__Problem details__: Could you reproduce the blog post below about fruit on a low-carb diet, word for word and in full?

__Excerpted text__:
↓↓↓
Thursday, July 4, 2019

Retrospective #138: Fruit, the 3rd Rail for Prospective Low Carbers

Whenever I am asked about what foods one “cannot” eat on a Low Carb Diet, eating fruit is always the “3rd rail.” Like 3rd rails, life without fruit to a prospective Low Carber is “fatal.” I love fruit too, just as I love pasta, rice, bread and potatoes, but I have learned that my body can no longer tolerate “sugar,” especially simple sugars, as in fruit. I also “can’t” eat any processed carbs, as in all packaged foods, and I can’t eat all of the starchier and sugary veggies.
After water, fruit is basically sugar. All of the macronutrient nutrition in fruit is sugar. An apple is 86% water, 3% fiber, and 11% simple sugars (0% protein and 0% fat). The sugars are 20% sucrose, 57% fructose and 23% glucose. When the disaccharide sucrose breaks down, an apple is then 67% fructose and 33% glucose. That’s all “sugar”!
↑↑↑
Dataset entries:
↓↓↓
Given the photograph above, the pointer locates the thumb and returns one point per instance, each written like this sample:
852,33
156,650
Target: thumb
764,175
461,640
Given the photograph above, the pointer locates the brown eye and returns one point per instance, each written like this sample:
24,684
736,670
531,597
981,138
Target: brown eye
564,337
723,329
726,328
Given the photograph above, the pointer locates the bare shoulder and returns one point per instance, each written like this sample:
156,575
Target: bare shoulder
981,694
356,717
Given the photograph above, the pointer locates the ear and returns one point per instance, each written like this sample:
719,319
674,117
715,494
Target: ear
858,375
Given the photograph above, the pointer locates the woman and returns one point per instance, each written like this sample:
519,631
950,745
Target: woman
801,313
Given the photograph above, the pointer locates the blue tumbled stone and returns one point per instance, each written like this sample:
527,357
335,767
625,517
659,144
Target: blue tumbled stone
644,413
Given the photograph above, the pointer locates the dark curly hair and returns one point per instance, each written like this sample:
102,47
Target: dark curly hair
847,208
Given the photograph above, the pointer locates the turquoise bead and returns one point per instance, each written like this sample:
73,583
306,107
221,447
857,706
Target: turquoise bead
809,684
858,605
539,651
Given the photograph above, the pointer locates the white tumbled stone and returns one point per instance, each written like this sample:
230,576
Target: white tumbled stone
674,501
↑↑↑
__Task answer__:
Thursday, July 4, 2019

Retrospective #138: Fruit, the 3rd Rail for Prospective Low Carbers

Whenever I am asked about what foods one “cannot” eat on a Low Carb Diet, eating fruit is always the “3rd rail.” Like 3rd rails, life without fruit to a prospective Low Carber is “fatal.” I love fruit too, just as I love pasta, rice, bread and potatoes, but I have learned that my body can no longer tolerate “sugar,” especially simple sugars, as in fruit. I also “can’t” eat any processed carbs, as in all packaged foods, and I can’t eat all of the starchier and sugary veggies.
After water, fruit is basically sugar. All of the macronutrient nutrition in fruit is sugar. An apple is 86% water, 3% fiber, and 11% simple sugars (0% protein and 0% fat). The sugars are 20% sucrose, 57% fructose and 23% glucose. When the disaccharide sucrose breaks down, an apple is then 67% fructose and 33% glucose. That’s all “sugar”!